>> Begin ARTICLE

Deferred Financing Costs
The cost of obtaining financing is amortized using the straight-line method over the term of the credit facility, which approximates the effective-interest method. Amortization of approximately $2,737,000 for the year ended December 31, 2025 is included in interest expense in the accompanying consolidated statement of income. The unamortized deferred financing cost balance was approximately $8,401,000 as of December 31, 2025.
Derivatives
The Company maintains commodity derivative contracts to partially mitigate the risk associated with fluctuations of prices for product sales. By locking in minimum prices, management protects its cash flows, which support operational and annual capital expenditure plans. Derivatives are recorded as derivative assets and liabilities on the consolidated balance sheet based upon their respective fair value.
Management does not designate derivatives as cash flow or fair value hedges or hold or issue derivatives for speculation or trading purposes. The Company is exposed to credit losses in the event of nonperformance by the counterparties to commodity derivatives contracts. The Company does not obtain collateral or other security to support the commodity derivatives contracts, nor is the Company required to post any collateral. Management monitors the credit standings of counterparties to evaluate credit risk.

>> End ARTICLE
>> Begin INFORMATION SHOWN

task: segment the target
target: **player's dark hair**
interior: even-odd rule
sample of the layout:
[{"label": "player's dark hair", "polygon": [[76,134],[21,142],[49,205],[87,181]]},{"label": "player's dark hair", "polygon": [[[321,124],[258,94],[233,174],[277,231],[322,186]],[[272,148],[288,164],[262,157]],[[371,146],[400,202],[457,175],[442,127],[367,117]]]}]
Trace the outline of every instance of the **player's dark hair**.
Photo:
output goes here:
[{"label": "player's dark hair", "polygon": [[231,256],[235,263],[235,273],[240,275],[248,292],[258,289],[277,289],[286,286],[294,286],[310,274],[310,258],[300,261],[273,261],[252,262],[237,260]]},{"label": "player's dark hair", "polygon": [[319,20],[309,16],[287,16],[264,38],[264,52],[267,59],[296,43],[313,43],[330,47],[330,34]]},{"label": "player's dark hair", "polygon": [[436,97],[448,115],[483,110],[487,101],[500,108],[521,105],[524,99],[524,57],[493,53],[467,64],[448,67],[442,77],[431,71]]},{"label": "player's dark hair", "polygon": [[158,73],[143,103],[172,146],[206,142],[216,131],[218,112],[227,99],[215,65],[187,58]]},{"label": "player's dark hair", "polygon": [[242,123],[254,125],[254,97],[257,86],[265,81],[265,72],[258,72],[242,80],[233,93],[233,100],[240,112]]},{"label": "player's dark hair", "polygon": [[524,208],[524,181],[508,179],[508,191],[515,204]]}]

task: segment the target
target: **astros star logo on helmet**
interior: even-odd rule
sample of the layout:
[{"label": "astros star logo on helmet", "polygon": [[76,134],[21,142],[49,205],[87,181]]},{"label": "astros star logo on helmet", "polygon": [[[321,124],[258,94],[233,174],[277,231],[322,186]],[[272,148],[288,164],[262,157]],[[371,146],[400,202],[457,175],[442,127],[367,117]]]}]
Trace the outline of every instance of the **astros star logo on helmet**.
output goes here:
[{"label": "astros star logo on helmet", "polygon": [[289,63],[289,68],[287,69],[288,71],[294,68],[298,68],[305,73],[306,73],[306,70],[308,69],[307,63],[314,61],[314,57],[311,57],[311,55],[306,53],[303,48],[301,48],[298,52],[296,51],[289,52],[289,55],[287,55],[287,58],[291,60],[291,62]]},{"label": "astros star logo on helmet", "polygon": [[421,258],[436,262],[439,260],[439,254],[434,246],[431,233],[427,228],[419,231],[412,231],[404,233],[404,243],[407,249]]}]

>> End INFORMATION SHOWN

STATED EXERCISE 1. What was the unamortized deferred financing cost balance as of December 31, 2025, according to the accounting notes?
STATED EXERCISE 2. Do these statements agree with the accounting notes? (a) The cost of obtaining financing is amortized using the straight-line method. (b) Management designates derivatives as cash flow hedges. (c) The Company is required to post collateral for its commodity derivatives contracts. Answer yes or no for each, quoting the deciding words.
STATED EXERCISE 3. Write the next part of the accounting notes, picking up after the sentence about monitoring the credit standings of counterparties.
The lines that come after the accounting notes aren't needed for anything here.

WRITTEN REPLY 1. Approximately $8,401,000.

WRITTEN REPLY 2.
(a) Yes: "The cost of obtaining financing is amortized using the straight-line method over the term of the credit facility"
(b) No: "Management does not designate derivatives as cash flow or fair value hedges"
(c) No: "nor is the Company required to post any collateral"

WRITTEN REPLY 3.
The fair value of the derivatives is established using index prices, volatility curves, and discount factors. The value the Company reports in its consolidated financial statements is as of a point in time and subsequently changes as these estimates are revised to reflect actual results, changes in market conditions, and other factors. Changes in the fair values of derivative instruments are recorded in earnings as a gain or loss on commodity derivatives in the consolidated statement of income.
Additionally, the Company maintained interest rate swaps during the year, and all such swaps were terminated before year-end. Management does not designate the interest rate swaps as a cash flow or fair value hedge. Cash flows from the monthly settlements are recorded within interest expense in the consolidated statement of income. Changes in the fair value of the interest rate swaps are recorded in earnings as a gain or loss on interest rate swaps in the consolidated statement of income. The fair value of the interest rate swaps is determined by using a discounted cash flow method using the appropriate inputs from the forward interest rate yield curves.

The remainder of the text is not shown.